PROBLEM REQUIREMENTS. Every line below that holds "woman" must be copied.

RAW DATA.
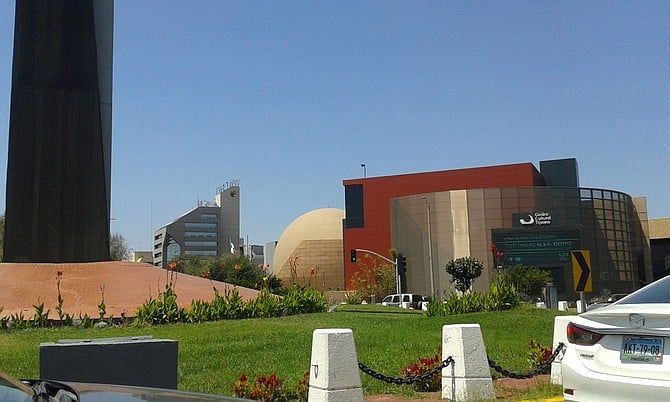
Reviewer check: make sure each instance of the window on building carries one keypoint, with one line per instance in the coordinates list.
(200, 234)
(199, 225)
(206, 253)
(353, 199)
(200, 243)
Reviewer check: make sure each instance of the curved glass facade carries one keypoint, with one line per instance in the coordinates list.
(533, 226)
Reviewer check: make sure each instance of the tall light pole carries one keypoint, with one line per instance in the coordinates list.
(430, 248)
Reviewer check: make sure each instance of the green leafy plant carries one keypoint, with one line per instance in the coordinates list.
(354, 297)
(102, 308)
(528, 280)
(502, 296)
(41, 317)
(464, 271)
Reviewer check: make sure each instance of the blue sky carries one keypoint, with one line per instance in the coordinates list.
(291, 97)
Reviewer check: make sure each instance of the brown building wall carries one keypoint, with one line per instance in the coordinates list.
(378, 191)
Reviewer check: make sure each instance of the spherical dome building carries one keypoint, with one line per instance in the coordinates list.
(309, 251)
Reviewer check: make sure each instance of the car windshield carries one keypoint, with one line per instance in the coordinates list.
(657, 292)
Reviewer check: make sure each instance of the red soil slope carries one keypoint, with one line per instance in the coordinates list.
(126, 286)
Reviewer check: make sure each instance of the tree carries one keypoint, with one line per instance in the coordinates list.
(118, 248)
(464, 271)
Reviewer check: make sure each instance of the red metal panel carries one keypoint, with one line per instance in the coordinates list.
(378, 191)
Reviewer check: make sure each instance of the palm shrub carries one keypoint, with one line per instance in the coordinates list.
(298, 300)
(464, 271)
(502, 295)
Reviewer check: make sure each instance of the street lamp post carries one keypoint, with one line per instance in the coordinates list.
(430, 248)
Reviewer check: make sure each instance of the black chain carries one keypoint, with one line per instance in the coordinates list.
(541, 368)
(407, 380)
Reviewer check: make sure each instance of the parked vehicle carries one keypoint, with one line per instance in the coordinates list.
(611, 299)
(405, 300)
(51, 391)
(621, 352)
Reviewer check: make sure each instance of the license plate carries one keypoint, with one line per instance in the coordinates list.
(642, 350)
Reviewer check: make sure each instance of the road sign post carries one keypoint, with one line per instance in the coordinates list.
(581, 270)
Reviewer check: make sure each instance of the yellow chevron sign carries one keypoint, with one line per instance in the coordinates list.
(581, 270)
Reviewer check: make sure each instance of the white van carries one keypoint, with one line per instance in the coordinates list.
(405, 300)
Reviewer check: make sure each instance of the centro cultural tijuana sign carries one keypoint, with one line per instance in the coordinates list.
(531, 219)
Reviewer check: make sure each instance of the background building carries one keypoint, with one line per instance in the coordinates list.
(533, 217)
(659, 239)
(208, 230)
(313, 240)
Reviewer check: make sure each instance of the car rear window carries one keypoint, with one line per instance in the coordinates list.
(657, 292)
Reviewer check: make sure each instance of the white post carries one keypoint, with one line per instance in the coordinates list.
(560, 335)
(333, 375)
(469, 377)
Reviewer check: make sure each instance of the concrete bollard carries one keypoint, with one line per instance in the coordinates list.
(560, 325)
(469, 377)
(334, 375)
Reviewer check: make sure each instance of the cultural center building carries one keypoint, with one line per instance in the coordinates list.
(524, 215)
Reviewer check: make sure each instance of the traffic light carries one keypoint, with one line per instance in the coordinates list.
(402, 263)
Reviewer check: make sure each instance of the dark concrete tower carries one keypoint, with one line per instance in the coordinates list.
(60, 132)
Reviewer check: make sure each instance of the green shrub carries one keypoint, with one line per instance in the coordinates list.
(528, 280)
(354, 297)
(464, 271)
(502, 296)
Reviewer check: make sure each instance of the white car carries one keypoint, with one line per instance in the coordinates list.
(621, 352)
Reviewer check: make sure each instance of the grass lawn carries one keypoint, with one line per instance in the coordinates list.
(213, 355)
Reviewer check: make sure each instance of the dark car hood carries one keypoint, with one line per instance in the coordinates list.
(121, 393)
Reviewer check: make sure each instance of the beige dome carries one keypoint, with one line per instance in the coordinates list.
(315, 238)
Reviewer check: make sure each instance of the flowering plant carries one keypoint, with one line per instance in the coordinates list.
(538, 354)
(270, 389)
(430, 384)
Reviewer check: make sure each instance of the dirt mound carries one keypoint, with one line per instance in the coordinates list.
(126, 285)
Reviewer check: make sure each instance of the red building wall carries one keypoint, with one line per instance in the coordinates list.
(378, 191)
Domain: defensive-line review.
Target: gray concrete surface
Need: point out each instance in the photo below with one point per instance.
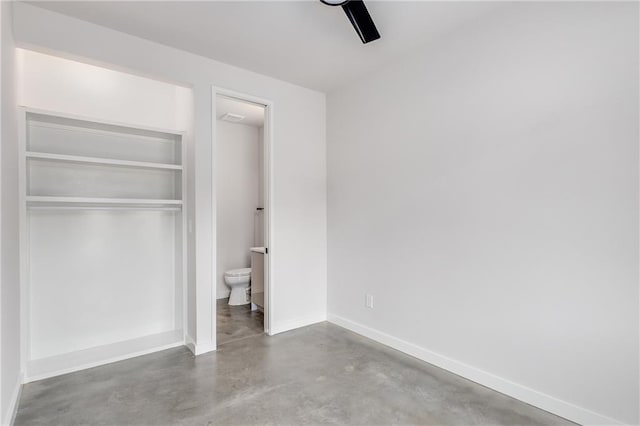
(237, 322)
(320, 374)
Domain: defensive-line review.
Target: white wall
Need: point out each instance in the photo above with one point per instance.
(238, 182)
(299, 160)
(10, 288)
(485, 191)
(130, 292)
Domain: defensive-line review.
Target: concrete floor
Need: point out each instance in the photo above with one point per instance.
(320, 374)
(237, 322)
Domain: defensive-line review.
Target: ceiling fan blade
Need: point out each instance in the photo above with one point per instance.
(361, 20)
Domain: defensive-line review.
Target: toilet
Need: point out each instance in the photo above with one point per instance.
(238, 281)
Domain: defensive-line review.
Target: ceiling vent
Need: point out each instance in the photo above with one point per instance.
(233, 118)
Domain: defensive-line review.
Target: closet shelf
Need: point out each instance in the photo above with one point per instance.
(40, 200)
(97, 160)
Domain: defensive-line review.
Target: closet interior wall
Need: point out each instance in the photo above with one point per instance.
(104, 226)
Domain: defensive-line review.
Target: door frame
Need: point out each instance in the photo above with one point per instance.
(268, 212)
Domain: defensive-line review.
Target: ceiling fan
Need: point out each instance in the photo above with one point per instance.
(359, 16)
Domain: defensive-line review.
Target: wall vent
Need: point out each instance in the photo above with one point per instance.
(234, 118)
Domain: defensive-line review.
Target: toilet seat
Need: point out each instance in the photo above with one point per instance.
(241, 272)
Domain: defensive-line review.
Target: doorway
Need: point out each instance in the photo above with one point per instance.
(242, 213)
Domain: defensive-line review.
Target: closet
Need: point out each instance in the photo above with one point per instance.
(102, 241)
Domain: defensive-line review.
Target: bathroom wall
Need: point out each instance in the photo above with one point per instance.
(484, 190)
(238, 181)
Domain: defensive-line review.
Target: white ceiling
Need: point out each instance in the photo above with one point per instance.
(253, 113)
(303, 42)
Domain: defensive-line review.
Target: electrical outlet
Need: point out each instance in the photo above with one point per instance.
(368, 301)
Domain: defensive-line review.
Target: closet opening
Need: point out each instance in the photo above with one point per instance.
(242, 211)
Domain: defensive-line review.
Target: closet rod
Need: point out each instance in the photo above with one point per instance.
(169, 209)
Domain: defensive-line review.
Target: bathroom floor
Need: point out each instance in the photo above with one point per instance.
(237, 322)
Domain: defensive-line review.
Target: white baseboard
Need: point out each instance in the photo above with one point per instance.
(101, 355)
(12, 409)
(530, 396)
(198, 349)
(283, 326)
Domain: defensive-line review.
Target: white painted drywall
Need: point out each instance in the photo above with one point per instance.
(298, 241)
(123, 286)
(57, 84)
(238, 180)
(485, 191)
(10, 368)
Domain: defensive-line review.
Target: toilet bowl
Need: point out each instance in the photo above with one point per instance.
(238, 281)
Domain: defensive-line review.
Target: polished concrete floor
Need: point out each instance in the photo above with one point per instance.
(237, 322)
(320, 374)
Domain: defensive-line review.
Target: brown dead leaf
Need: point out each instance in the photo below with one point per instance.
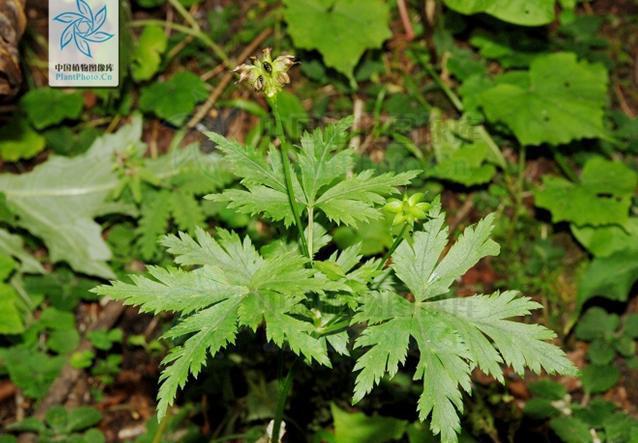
(13, 21)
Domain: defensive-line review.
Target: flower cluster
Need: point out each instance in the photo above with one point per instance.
(265, 74)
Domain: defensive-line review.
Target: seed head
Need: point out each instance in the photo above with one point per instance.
(408, 210)
(265, 74)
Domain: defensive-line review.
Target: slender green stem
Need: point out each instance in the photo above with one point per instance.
(198, 34)
(288, 175)
(284, 391)
(311, 227)
(456, 101)
(395, 245)
(161, 428)
(185, 14)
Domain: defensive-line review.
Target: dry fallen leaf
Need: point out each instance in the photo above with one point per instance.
(12, 24)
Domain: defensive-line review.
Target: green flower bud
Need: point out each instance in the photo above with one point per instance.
(407, 210)
(265, 74)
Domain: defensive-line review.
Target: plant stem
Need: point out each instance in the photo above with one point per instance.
(395, 245)
(284, 391)
(456, 101)
(198, 34)
(311, 227)
(161, 428)
(288, 174)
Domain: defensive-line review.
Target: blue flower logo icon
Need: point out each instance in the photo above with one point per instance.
(83, 27)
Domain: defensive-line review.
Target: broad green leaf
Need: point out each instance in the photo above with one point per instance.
(453, 335)
(11, 244)
(356, 427)
(519, 12)
(340, 29)
(154, 216)
(603, 241)
(58, 200)
(464, 152)
(10, 317)
(597, 378)
(173, 100)
(19, 141)
(630, 326)
(64, 141)
(232, 286)
(354, 199)
(63, 289)
(558, 100)
(611, 277)
(48, 106)
(148, 52)
(602, 196)
(597, 324)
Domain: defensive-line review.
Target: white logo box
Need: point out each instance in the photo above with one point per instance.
(83, 43)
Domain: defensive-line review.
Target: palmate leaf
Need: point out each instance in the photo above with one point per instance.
(601, 197)
(340, 29)
(453, 335)
(321, 182)
(232, 286)
(558, 100)
(520, 12)
(59, 199)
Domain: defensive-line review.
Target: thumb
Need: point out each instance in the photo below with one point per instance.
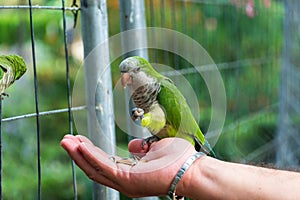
(135, 147)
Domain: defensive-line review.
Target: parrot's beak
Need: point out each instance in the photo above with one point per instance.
(125, 79)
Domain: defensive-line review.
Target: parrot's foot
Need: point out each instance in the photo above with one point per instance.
(137, 113)
(3, 94)
(149, 140)
(127, 161)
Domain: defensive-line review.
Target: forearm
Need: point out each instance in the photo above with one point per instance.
(209, 178)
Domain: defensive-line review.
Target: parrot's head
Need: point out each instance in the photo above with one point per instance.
(19, 64)
(137, 71)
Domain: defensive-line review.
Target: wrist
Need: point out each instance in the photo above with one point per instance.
(189, 182)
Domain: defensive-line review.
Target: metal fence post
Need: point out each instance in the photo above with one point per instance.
(132, 14)
(98, 82)
(287, 153)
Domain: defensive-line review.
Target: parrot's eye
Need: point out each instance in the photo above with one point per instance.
(137, 69)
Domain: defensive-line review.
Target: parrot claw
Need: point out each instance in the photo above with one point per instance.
(127, 161)
(137, 113)
(149, 141)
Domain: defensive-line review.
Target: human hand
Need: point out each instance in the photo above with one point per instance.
(151, 176)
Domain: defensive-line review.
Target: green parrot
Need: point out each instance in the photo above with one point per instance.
(12, 67)
(160, 105)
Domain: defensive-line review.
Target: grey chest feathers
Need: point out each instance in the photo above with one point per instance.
(145, 95)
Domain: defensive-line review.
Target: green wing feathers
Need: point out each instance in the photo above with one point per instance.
(178, 112)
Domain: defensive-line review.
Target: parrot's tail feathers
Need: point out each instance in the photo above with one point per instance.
(206, 148)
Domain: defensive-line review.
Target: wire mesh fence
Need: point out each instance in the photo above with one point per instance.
(244, 38)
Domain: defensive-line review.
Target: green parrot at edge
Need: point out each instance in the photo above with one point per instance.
(160, 105)
(12, 67)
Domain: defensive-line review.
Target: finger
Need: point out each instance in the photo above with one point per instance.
(100, 161)
(84, 139)
(135, 147)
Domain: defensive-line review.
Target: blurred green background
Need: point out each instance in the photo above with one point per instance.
(244, 40)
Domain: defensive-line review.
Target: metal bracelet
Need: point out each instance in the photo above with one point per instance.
(180, 173)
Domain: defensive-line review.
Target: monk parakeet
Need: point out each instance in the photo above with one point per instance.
(12, 67)
(160, 105)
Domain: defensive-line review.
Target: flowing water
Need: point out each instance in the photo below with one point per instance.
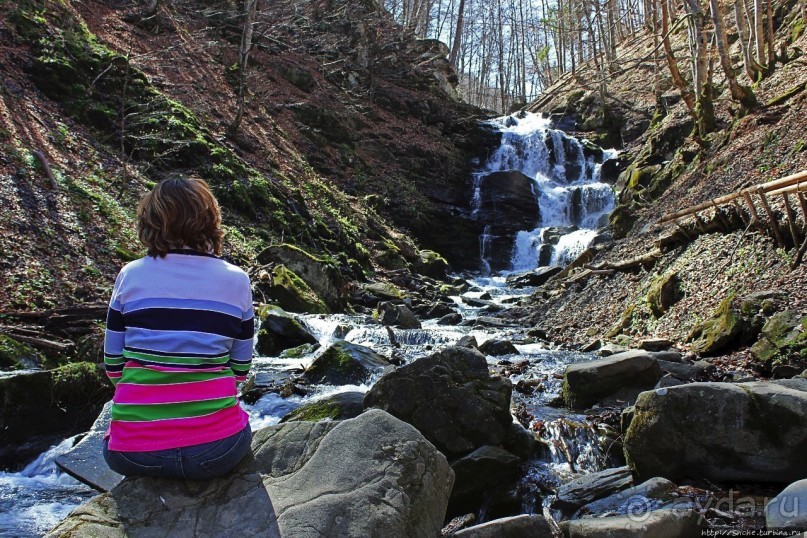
(572, 204)
(572, 201)
(34, 500)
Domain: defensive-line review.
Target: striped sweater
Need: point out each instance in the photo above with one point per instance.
(178, 338)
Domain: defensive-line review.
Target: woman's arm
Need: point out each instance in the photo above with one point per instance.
(241, 352)
(114, 336)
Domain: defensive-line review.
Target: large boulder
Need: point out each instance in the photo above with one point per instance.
(321, 276)
(40, 408)
(658, 524)
(722, 432)
(369, 476)
(484, 469)
(450, 397)
(788, 510)
(280, 331)
(622, 374)
(344, 363)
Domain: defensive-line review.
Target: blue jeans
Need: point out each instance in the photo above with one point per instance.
(197, 462)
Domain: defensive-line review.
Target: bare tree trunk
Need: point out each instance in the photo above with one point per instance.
(739, 93)
(752, 68)
(457, 35)
(678, 80)
(250, 13)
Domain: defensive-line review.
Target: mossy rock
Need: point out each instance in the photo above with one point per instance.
(15, 355)
(291, 293)
(299, 351)
(664, 292)
(341, 406)
(319, 274)
(279, 331)
(43, 407)
(622, 219)
(783, 340)
(432, 264)
(727, 329)
(344, 363)
(384, 290)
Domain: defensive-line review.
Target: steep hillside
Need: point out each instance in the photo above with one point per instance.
(108, 100)
(707, 264)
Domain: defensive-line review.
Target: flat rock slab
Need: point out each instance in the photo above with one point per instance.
(85, 461)
(590, 487)
(586, 383)
(723, 432)
(659, 524)
(524, 526)
(369, 476)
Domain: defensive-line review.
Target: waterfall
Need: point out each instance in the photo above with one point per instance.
(572, 202)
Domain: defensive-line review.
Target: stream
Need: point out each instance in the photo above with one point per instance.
(33, 500)
(567, 203)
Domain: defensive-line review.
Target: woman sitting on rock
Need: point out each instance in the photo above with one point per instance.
(178, 340)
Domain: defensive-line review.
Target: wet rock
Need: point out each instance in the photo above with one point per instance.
(340, 406)
(486, 468)
(467, 341)
(40, 408)
(498, 347)
(655, 488)
(535, 278)
(593, 486)
(523, 526)
(723, 432)
(611, 349)
(520, 441)
(85, 461)
(507, 204)
(587, 383)
(450, 397)
(369, 476)
(344, 363)
(788, 510)
(655, 344)
(397, 316)
(668, 380)
(440, 310)
(658, 524)
(279, 331)
(450, 319)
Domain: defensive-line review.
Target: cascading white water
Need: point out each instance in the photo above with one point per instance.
(570, 193)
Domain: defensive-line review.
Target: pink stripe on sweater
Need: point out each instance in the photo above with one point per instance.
(128, 393)
(131, 365)
(176, 432)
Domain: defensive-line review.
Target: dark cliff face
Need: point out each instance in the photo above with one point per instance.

SOLUTION TO THIS TASK.
Target: woman's arm
Target: woman sitting on rock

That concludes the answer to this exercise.